(Saved data entries)
<<<<
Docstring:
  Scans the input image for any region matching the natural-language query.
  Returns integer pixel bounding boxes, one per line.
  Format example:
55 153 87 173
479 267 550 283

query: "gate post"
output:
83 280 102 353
>>>>
# EXERCISE
Reproduce the material above word for word, keeping every line intact.

# SOLUTION TO THE EXERCISE
Docstring:
  Scans the input image for any region matching the natural-language query.
  Returns integer pixel bounding boxes, one per line.
  Format example:
55 153 87 173
479 267 550 283

query: "gate post"
output:
83 280 102 353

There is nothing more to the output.